GOAL:
Copy the records from the very beginning and stop after the line that contains "26;229;149;336". In your copy, substitute "oak dresser" for "wooden dresser" and leave everything else unchanged.

RECORD LIST:
━━━━━━

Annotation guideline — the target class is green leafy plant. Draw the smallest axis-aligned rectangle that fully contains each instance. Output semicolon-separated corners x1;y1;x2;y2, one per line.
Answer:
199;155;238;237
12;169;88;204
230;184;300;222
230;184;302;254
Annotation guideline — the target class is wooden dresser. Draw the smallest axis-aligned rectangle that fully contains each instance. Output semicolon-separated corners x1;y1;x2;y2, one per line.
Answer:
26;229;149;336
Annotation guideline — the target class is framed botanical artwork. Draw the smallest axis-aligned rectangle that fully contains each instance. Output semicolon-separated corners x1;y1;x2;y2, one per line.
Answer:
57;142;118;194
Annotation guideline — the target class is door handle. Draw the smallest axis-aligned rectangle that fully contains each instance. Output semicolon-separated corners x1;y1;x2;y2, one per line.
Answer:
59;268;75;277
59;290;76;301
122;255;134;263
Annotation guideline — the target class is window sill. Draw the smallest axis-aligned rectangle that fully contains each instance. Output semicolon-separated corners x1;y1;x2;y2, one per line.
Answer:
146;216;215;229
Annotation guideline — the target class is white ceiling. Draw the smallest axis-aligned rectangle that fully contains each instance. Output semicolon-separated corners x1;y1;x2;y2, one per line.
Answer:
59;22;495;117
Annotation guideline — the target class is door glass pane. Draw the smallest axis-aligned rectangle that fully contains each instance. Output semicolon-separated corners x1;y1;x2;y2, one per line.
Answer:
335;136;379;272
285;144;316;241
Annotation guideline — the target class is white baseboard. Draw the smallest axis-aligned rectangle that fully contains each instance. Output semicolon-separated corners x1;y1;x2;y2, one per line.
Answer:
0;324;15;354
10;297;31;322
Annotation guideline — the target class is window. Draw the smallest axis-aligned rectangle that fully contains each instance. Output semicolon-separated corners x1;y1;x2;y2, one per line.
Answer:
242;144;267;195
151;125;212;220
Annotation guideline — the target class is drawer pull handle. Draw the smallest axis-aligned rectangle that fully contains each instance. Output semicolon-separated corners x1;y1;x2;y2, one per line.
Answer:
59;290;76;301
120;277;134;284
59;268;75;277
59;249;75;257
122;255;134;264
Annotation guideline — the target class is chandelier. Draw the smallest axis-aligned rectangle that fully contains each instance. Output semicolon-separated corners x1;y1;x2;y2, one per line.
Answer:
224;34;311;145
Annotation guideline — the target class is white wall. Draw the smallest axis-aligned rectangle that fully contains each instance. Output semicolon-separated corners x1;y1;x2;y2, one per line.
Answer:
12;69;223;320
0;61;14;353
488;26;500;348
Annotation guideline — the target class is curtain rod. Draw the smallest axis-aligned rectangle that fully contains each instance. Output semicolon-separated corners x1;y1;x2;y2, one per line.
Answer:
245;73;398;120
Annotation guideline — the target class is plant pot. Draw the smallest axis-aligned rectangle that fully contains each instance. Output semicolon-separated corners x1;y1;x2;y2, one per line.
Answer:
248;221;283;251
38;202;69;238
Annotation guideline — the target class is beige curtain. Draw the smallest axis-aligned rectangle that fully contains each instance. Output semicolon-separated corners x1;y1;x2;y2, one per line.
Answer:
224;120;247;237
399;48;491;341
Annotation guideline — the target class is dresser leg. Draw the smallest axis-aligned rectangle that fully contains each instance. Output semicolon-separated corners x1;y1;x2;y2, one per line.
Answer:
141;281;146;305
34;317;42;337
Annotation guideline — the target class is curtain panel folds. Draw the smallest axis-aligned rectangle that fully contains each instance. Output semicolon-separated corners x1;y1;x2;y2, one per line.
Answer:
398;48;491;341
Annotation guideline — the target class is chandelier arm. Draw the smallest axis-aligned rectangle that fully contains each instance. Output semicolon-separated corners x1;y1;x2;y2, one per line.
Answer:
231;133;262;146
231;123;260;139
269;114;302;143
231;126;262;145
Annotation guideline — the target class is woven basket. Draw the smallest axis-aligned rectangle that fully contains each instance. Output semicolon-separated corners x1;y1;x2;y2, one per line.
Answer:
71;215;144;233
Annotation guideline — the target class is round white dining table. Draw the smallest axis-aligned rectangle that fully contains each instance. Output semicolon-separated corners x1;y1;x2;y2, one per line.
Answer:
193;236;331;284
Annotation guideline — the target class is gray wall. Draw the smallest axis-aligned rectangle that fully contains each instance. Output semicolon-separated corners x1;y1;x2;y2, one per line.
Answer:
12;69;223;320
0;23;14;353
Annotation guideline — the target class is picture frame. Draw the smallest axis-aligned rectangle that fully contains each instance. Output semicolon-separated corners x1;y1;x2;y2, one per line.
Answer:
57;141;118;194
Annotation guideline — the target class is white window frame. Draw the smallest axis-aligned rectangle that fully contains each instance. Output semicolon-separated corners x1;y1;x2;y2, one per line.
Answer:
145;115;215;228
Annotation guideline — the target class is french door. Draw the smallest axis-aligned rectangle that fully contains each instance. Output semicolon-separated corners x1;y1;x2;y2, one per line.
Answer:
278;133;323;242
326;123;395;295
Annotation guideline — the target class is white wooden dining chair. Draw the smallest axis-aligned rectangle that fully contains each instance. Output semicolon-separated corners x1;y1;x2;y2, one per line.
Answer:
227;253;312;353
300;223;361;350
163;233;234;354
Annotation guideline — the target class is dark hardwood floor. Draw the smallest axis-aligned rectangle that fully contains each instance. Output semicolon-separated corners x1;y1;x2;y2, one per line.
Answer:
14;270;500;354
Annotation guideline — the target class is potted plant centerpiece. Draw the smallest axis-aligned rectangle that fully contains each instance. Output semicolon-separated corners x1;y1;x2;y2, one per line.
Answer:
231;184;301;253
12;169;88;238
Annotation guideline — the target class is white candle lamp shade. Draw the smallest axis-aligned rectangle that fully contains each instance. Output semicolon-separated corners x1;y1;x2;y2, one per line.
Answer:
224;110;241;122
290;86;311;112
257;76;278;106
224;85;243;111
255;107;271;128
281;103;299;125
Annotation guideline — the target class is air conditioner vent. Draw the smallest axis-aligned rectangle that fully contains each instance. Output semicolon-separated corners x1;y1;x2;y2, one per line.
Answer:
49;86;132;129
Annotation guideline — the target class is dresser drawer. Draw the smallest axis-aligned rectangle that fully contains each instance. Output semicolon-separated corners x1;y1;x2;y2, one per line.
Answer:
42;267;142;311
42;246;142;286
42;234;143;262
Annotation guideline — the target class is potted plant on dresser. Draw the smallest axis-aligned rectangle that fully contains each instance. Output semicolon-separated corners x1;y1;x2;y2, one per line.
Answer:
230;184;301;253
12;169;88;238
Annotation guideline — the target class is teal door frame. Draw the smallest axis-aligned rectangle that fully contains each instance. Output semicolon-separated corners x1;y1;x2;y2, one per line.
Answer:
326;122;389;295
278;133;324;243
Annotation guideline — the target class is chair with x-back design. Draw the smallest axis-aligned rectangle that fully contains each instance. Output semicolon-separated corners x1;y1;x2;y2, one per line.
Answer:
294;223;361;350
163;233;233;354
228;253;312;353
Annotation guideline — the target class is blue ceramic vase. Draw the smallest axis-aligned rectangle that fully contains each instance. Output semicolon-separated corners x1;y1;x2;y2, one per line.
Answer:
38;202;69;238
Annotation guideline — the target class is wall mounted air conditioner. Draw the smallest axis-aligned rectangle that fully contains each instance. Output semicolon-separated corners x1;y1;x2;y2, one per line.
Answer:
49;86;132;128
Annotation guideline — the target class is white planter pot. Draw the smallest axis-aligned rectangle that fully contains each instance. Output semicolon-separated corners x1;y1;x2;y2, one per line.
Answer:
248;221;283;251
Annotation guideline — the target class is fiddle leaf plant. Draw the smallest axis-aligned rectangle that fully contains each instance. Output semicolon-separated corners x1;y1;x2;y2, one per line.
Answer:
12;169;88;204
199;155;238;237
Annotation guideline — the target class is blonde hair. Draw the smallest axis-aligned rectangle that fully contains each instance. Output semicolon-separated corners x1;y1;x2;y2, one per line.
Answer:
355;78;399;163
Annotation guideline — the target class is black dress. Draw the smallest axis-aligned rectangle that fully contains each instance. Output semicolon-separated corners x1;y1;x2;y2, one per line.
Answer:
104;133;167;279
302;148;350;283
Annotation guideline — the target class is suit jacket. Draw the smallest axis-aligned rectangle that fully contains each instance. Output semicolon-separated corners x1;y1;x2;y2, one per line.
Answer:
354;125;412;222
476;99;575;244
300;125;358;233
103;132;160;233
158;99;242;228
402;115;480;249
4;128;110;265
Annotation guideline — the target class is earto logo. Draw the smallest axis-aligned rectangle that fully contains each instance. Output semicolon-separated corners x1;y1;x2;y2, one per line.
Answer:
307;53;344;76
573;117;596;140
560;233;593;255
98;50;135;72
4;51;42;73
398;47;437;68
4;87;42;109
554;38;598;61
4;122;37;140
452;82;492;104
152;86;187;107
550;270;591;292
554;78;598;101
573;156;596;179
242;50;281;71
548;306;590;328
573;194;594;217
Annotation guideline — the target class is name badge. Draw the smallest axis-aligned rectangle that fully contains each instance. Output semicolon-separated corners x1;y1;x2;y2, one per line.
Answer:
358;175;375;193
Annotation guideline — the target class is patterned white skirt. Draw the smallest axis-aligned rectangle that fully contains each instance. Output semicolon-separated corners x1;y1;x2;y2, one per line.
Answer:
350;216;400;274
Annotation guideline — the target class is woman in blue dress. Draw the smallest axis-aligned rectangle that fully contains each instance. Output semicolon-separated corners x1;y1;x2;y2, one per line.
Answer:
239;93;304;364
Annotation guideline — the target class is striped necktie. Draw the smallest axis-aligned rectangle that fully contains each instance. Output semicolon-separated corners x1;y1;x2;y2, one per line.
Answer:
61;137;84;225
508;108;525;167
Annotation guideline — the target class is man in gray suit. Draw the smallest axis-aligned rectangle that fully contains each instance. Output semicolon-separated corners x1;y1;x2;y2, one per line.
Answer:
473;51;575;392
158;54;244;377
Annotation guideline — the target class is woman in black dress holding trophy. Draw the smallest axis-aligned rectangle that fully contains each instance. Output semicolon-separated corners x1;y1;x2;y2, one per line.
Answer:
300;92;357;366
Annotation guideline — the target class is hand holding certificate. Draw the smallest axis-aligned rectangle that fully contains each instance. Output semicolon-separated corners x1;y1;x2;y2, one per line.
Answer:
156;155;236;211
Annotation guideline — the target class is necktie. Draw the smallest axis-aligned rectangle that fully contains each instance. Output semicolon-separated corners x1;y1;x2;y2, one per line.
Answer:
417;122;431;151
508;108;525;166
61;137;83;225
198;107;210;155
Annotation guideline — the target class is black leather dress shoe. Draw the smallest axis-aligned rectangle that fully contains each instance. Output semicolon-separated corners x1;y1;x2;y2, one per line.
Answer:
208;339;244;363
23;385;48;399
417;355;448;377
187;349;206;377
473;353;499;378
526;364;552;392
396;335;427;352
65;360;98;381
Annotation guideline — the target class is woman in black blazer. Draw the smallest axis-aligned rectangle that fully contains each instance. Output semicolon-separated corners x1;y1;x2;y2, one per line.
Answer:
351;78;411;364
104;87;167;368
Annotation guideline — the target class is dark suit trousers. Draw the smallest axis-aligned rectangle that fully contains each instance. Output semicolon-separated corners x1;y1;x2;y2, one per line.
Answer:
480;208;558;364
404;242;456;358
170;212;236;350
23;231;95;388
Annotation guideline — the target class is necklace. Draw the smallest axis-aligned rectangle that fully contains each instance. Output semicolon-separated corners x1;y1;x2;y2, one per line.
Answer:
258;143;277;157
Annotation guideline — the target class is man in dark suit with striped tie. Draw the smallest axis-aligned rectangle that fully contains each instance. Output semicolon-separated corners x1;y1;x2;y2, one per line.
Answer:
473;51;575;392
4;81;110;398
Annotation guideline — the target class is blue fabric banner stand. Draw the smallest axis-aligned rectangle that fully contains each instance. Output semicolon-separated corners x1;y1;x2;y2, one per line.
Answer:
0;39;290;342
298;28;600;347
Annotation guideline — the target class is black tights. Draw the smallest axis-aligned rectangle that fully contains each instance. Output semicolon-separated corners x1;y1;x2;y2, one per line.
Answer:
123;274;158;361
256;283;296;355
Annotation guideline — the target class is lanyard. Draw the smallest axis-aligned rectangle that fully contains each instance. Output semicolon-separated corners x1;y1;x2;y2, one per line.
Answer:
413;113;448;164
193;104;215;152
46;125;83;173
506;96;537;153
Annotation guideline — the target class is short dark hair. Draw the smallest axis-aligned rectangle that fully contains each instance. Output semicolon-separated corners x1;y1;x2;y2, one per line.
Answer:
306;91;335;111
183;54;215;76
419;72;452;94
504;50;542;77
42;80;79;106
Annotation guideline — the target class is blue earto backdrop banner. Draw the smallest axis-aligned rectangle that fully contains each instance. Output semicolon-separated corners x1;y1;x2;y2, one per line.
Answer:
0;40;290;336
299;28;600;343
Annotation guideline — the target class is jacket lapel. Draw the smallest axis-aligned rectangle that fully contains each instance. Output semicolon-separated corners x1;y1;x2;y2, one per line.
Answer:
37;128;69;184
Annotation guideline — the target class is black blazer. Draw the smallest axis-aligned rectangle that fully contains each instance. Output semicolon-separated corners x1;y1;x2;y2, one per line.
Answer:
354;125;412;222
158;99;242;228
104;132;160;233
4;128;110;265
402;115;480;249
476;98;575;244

━━━━━━

EXERCISE OUTPUT:
Annotation guideline — the target class is green leafy plant. Draw the smallest axis-aligned rectangle that fully contains each instance. Output semicolon-separated corners x1;y1;x2;y2, one per line.
Answer:
199;155;238;237
12;169;88;204
230;184;300;222
230;184;302;254
Annotation guideline — the target class is oak dresser. Draw the smallest axis-aligned rectangle that fully contains each instance. Output semicolon-separated corners x1;y1;x2;y2, one per line.
Answer:
26;229;149;336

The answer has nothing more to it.